[start EXTRACTED DATA]

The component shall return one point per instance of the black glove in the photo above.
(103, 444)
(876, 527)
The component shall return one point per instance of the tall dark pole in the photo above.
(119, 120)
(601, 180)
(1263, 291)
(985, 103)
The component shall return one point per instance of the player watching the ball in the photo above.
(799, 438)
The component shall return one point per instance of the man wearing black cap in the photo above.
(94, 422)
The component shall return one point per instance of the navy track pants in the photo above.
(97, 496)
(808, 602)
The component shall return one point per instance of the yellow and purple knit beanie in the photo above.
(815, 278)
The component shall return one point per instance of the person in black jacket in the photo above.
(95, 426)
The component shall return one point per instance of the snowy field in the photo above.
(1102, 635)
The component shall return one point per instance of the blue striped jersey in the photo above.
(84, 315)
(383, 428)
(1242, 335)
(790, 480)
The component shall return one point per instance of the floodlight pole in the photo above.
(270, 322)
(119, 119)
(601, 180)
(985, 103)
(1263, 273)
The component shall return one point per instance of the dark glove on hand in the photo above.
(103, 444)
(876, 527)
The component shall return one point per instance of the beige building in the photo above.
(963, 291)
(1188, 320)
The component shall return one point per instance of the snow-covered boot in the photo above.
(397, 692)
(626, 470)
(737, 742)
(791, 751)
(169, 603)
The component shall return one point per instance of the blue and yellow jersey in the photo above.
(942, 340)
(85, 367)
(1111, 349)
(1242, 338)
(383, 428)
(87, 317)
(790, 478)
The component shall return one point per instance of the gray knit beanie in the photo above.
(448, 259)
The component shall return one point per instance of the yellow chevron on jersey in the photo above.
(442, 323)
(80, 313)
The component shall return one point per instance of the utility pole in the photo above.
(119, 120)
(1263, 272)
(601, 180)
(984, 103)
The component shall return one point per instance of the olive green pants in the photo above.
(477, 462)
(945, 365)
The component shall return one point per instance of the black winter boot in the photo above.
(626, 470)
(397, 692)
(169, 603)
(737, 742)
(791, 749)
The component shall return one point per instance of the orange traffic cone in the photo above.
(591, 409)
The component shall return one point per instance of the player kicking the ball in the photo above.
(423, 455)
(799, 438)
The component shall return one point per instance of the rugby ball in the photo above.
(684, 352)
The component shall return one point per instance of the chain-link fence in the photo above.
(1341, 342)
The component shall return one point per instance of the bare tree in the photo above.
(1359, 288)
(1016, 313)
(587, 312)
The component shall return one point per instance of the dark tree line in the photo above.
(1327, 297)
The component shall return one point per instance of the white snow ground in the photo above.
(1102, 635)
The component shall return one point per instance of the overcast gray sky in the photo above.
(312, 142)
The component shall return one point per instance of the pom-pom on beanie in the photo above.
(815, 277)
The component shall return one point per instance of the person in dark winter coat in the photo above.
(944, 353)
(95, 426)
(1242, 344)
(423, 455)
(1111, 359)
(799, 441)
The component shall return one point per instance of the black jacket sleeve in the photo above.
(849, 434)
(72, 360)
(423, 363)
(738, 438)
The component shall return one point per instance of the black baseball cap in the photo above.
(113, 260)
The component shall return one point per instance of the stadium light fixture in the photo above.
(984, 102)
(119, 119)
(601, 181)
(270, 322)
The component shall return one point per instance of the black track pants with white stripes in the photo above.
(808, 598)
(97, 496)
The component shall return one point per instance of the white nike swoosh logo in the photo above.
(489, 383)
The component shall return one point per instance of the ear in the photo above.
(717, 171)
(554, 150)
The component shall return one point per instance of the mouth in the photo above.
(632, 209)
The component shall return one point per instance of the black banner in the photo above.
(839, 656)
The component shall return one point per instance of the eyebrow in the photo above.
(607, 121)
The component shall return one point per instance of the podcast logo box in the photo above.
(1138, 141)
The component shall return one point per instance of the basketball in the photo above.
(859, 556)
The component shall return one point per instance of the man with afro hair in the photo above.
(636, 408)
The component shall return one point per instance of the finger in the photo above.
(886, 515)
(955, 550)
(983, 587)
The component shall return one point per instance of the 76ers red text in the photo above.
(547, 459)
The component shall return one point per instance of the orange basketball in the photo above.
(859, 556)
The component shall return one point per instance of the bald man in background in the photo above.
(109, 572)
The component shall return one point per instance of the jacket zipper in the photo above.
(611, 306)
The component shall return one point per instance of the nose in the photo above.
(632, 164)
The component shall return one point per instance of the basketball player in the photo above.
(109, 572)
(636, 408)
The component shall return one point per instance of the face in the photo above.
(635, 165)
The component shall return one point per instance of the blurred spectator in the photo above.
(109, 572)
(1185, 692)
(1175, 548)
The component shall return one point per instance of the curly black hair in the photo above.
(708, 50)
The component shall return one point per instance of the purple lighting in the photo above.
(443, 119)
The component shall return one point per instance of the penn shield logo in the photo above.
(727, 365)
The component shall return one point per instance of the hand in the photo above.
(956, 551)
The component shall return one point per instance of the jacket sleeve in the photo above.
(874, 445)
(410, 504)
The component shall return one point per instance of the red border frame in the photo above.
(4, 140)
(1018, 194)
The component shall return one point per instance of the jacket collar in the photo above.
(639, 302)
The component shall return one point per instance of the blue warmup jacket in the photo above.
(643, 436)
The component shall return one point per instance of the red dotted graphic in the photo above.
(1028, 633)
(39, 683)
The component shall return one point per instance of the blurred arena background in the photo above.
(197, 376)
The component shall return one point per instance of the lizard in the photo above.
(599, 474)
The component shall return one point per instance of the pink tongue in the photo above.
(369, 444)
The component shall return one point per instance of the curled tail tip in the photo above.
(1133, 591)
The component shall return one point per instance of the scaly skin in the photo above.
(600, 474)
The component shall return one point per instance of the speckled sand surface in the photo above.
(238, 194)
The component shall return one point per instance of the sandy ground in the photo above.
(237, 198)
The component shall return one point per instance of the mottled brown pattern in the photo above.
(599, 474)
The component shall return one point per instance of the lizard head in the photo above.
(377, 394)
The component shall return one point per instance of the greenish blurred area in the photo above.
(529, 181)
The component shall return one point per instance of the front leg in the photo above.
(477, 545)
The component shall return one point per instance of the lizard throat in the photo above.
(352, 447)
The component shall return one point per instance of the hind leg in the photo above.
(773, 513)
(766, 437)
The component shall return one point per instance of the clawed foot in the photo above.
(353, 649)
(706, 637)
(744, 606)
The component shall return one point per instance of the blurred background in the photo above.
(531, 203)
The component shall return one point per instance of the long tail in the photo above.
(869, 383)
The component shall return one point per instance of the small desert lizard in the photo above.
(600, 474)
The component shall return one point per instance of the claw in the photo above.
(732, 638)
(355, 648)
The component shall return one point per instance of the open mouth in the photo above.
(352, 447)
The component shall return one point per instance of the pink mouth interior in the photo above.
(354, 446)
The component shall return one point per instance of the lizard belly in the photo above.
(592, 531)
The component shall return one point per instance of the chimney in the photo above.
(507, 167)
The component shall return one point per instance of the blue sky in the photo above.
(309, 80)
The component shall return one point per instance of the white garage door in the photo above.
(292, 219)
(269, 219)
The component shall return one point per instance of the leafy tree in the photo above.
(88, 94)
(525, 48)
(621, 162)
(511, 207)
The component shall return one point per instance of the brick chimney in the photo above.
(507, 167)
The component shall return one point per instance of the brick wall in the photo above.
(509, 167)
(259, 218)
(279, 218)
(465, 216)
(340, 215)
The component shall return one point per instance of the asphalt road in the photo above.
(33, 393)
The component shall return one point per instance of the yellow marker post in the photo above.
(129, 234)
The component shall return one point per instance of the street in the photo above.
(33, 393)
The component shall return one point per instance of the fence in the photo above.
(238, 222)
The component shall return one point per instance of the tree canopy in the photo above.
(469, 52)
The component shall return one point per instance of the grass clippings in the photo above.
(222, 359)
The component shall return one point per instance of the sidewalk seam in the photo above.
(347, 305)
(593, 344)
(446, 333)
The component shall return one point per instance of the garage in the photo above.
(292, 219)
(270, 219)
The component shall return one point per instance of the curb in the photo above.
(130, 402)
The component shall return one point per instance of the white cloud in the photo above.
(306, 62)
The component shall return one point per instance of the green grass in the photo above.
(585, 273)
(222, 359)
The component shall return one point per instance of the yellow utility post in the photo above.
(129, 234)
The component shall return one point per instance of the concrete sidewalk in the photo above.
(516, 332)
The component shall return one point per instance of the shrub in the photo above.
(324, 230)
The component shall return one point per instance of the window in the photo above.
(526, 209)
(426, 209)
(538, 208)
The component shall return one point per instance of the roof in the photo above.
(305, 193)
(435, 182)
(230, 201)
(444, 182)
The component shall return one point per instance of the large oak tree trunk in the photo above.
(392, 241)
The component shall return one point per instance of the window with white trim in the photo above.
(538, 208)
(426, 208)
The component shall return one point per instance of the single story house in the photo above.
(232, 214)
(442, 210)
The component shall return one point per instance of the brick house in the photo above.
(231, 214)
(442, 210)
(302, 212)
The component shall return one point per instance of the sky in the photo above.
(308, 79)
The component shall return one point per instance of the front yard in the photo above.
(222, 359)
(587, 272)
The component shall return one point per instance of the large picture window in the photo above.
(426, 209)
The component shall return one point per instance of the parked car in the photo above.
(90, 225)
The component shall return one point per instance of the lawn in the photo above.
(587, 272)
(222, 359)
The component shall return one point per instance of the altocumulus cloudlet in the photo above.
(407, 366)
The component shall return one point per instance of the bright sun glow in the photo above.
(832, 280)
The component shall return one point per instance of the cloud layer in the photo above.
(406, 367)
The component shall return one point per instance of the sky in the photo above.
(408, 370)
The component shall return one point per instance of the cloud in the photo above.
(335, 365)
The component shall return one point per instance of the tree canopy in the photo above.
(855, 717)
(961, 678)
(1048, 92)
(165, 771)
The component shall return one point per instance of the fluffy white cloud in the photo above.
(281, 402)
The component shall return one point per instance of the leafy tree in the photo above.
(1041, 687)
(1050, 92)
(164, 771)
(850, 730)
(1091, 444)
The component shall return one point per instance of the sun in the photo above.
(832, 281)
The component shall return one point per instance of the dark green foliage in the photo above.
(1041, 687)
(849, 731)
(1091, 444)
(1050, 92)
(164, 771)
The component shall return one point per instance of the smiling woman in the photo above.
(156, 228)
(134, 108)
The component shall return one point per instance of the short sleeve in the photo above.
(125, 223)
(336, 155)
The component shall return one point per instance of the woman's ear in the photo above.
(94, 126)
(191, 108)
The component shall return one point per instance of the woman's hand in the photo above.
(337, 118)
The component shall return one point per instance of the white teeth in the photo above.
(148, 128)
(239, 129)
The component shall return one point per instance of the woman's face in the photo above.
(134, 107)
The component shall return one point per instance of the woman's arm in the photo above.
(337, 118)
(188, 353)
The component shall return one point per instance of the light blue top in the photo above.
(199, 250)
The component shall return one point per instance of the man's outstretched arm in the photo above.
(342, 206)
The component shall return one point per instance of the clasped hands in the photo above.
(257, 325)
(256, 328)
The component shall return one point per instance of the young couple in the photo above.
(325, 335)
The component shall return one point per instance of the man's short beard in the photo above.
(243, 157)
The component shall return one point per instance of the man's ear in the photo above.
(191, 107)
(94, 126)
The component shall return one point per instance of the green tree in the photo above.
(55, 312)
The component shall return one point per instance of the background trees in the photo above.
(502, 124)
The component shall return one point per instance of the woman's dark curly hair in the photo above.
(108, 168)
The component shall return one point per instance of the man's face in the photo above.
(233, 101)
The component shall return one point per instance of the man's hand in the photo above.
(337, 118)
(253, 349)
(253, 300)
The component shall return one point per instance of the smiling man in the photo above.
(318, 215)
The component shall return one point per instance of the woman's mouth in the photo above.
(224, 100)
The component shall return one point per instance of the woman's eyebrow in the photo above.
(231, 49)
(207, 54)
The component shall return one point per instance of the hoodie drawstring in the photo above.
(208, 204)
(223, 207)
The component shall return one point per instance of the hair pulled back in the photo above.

[end EXTRACTED DATA]

**TASK DETAILS**
Return the lines from the line containing "the man's face in the photo above." to the end of the entries above, exactly as they appear and with no other output.

**ANSWER TO THE EXERCISE**
The component shall return one point per instance of the man's face in the photo above.
(233, 101)
The component shall return one point per instance of the man's hand in the photo above.
(337, 118)
(253, 349)
(253, 300)
The component shall return one point per instance of the smiling man in the photo above.
(318, 215)
The component shall return one point per instance of the woman's mouth in the photo above.
(224, 100)
The component shall return one point per instance of the woman's eyebrow in the photo above.
(231, 49)
(207, 54)
The component shall return one point per instance of the hoodie drawstring in the photo above.
(208, 204)
(223, 207)
The component shall return one point per instance of the hair pulled back in the photo above.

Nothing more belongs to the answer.